:: Source extract ::
▬▬▬▬▬▬▬▬▬▬

A few of the images exhibit artifacts that are due to coincident surfaces-- those we be the weird dark geometric patches on the bottom of the pool-- not the nice blurry shadows. Using a region instead of solid for the water surface will get rid of those.
I would use transparency of 1.0 for the ocean, BTW-- just make it very dark.
Roy, you consider that water is always pure, but when the water is troubled, dirty, or if it's "Pastis" (aniseed alcoholised french drink) ;o), you have to reduce the transparency or add some blurriness (dispersion? translucency? SSS?). What is the physical parameter to modify?
I discovered that when I move the blurriness slider in transparency tab, it move in the same time the sharpness slider in the reflection tab... right?
Yes-- blurriness and sharpness are inversely linked. This is modeling a surface phenomenon. It's more useful for modeling sand-blasted or etched glass (or translucent plastic.)

▬▬▬▬▬▬▬▬▬▬

[Dataset items]
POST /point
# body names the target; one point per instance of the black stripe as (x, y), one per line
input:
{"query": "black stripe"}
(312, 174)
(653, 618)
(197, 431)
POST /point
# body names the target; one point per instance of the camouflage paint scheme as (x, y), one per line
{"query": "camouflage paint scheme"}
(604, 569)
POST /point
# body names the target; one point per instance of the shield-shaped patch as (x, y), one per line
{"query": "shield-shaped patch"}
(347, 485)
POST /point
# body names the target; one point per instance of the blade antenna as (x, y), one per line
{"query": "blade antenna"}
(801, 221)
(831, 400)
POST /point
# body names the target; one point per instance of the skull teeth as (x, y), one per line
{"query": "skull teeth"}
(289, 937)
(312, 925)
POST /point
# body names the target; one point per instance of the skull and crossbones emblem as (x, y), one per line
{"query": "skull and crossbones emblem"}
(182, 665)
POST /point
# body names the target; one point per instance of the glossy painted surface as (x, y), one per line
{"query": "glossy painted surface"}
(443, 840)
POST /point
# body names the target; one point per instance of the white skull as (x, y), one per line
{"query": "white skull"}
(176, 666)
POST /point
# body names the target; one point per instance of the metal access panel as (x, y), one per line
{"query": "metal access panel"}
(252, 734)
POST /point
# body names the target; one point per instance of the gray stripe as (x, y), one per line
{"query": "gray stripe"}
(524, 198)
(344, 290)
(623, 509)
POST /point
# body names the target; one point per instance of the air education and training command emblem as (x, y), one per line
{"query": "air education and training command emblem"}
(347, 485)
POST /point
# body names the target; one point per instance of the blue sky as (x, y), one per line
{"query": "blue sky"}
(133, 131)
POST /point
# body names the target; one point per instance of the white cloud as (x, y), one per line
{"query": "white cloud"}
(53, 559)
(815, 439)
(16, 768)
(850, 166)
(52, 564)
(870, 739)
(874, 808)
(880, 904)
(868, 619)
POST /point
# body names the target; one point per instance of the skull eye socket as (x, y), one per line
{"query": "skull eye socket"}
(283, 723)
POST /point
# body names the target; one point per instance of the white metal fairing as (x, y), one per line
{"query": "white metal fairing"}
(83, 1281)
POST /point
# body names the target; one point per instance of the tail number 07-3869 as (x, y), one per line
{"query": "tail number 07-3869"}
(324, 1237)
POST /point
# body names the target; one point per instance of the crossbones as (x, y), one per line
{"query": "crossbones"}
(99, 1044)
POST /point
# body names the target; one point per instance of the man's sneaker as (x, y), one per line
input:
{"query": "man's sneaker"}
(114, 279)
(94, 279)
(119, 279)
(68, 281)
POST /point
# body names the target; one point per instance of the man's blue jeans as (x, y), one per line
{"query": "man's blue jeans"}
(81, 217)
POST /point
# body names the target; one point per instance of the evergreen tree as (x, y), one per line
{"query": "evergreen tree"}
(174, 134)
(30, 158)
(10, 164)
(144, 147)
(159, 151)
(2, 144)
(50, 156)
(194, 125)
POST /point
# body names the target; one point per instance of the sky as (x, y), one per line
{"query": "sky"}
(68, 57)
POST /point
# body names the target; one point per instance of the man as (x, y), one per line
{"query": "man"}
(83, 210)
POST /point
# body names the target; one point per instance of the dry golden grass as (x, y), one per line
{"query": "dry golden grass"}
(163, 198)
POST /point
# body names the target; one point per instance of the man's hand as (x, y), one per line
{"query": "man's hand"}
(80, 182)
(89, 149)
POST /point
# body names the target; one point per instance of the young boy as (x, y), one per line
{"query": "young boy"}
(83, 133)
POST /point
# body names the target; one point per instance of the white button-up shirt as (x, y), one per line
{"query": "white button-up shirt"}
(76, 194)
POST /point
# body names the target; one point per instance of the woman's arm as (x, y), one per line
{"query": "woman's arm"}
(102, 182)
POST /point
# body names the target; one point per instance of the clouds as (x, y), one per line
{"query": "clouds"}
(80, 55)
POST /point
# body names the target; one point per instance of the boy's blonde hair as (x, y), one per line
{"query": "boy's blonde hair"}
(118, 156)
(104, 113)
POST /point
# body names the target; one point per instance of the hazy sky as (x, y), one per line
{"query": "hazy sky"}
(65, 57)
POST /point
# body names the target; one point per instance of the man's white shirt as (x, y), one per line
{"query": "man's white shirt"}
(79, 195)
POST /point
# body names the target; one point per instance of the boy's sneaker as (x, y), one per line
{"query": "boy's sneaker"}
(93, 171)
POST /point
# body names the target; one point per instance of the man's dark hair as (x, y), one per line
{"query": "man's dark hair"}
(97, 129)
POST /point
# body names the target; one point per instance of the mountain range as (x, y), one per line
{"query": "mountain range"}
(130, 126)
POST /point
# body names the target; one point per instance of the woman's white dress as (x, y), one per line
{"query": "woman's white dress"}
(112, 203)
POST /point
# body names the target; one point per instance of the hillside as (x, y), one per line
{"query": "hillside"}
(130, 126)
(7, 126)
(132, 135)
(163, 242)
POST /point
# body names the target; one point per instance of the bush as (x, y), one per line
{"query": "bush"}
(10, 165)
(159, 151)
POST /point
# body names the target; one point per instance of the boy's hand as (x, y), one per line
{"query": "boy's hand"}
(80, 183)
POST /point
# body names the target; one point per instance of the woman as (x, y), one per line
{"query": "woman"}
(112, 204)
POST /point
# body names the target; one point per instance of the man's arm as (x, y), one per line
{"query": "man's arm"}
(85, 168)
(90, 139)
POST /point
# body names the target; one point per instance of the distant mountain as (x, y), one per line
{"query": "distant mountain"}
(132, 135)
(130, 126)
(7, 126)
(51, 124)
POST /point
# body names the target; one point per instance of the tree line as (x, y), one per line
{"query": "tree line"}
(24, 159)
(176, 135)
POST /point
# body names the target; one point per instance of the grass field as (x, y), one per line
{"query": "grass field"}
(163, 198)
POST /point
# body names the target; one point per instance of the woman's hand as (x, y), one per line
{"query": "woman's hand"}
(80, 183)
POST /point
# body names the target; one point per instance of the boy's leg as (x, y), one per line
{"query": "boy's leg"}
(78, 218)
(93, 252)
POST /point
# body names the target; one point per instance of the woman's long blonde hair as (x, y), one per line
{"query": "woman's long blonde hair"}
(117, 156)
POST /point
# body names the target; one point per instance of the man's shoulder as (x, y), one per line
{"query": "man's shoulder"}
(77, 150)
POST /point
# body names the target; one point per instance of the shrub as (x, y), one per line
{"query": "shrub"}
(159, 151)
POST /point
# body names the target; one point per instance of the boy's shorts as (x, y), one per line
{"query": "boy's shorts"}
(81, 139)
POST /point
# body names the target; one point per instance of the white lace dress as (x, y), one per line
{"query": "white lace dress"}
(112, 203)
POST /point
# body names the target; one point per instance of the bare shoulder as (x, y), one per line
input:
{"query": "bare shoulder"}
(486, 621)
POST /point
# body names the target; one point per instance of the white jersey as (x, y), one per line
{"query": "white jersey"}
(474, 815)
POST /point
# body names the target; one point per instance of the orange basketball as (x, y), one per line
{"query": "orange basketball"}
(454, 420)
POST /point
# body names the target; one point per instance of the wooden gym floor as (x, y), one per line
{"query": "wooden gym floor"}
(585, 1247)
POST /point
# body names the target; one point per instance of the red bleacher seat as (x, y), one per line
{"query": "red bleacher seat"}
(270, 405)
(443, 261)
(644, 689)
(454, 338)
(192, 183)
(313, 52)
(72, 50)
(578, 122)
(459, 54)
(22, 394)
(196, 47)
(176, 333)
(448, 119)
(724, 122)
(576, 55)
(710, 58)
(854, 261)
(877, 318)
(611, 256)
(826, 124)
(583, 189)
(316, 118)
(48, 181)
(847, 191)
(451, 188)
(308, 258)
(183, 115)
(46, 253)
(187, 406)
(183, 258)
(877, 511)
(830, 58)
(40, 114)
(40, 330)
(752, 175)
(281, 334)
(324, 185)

▬▬▬▬▬▬▬▬▬▬

Write what comes next in the forum discussion about rendering water, starting right after its last reply.

:: Final result ::
A glass of pastis exhibits sub-surface scattering. It's similar to milk in that it's a high-albedo material, where the ratio of scattering to absorption is high. These materials are very difficult to model. I suspect our current SSS implementation will have a lot of trouble with it. If you want to try, set the Scattering high and the Absorption to zero. Use a nearly white color and perhaps reduce the transparency a bit. Pastis and milk have sharp reflections, so don't change this.
A glass of pinot noir also exhibits SSS, but it's a low-albedo material. To model this one set scattering to zero or just above, set absorption higher. Sharp reflections as well.
Do remember that SSS takes quite a bit of extra calculation. It can be a while before you get a feel for where the rendering is heading. It also requires a discrete volume so modeling the ocean will not work unless you also model a sea floor.
Also, materials that scatter should have volumetric caustics-- the caustics should appear within the medium. nXt doesn't do this-- not yet anyway.
Why to use HDRI+sun?
... the above described approach might not be the proper one, but it gives good results so forth. The main advantage is the versatility...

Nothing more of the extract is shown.